## START

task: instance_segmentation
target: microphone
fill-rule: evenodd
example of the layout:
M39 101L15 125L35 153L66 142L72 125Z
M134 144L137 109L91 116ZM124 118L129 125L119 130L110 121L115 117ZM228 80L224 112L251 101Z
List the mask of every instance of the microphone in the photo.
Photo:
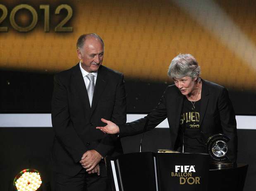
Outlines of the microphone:
M142 136L141 137L141 142L139 144L139 152L141 153L141 151L142 151L142 139L143 139L143 137L144 137L144 133L146 131L146 130L147 129L147 126L148 126L148 118L147 117L146 117L146 121L145 123L145 125L144 126L144 127L143 128L143 133L142 134Z

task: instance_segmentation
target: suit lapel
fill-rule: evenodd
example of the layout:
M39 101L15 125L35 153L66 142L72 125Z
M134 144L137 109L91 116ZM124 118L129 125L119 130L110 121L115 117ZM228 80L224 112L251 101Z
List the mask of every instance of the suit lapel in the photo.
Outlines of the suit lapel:
M176 98L175 102L175 109L177 112L175 113L175 125L176 129L179 129L179 122L180 121L180 114L181 114L183 102L184 101L184 96L180 92L179 92L179 95ZM175 131L176 132L176 131Z
M83 106L85 117L88 116L89 111L90 110L91 106L89 102L89 98L86 86L84 84L84 81L83 78L82 72L80 69L79 63L74 67L72 74L71 85L74 85L79 95L80 100Z
M105 77L106 72L104 69L104 66L100 66L98 72L97 80L95 84L93 101L91 104L91 115L92 114L94 109L95 109L99 99L101 96L102 93L106 87L107 79Z
M200 126L201 127L202 121L203 120L204 115L207 108L208 101L209 101L209 97L208 95L209 92L208 91L208 87L206 84L205 82L202 80L202 92L201 93L201 106L200 107Z

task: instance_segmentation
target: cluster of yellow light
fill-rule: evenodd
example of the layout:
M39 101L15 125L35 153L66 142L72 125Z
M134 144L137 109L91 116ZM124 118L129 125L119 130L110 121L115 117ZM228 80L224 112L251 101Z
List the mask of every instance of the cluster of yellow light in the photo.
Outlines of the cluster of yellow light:
M26 172L15 182L17 191L36 191L42 180L38 172Z

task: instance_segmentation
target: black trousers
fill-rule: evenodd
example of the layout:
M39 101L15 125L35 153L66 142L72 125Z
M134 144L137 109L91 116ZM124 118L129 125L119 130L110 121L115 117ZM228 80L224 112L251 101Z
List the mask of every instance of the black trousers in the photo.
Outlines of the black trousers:
M109 191L108 178L97 173L88 174L83 168L77 175L70 176L55 172L55 191Z

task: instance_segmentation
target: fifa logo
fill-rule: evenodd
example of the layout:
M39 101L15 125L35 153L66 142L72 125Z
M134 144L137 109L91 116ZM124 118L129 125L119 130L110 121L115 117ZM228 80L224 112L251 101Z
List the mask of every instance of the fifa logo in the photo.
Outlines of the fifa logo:
M175 165L175 172L178 172L179 171L181 172L195 172L194 166L179 166Z
M179 177L179 184L200 184L200 178L192 177L192 173L196 172L195 165L175 165L175 172L172 172L171 176Z

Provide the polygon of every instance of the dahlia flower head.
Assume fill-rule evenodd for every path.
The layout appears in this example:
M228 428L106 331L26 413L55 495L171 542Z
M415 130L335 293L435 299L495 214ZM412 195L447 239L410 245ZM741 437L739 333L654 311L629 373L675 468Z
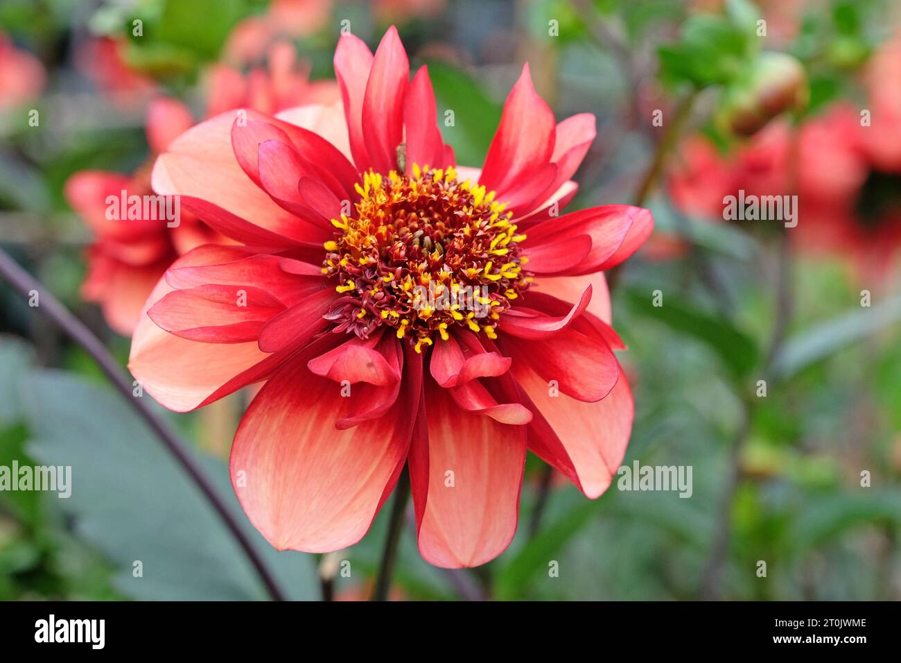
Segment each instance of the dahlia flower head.
M239 244L172 264L129 367L176 411L265 382L230 474L275 548L356 543L407 465L423 557L484 564L526 449L588 497L611 483L633 403L603 272L651 216L559 213L595 120L557 124L527 65L481 170L455 162L395 28L375 55L342 36L334 67L341 102L228 112L157 159L157 193Z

## END

Problem to solve |
Return every line above that contains the string "target", matching case exactly.

Written response |
target: microphone
target: suit lapel
target: cluster of yellow light
target: black trousers
target: fifa logo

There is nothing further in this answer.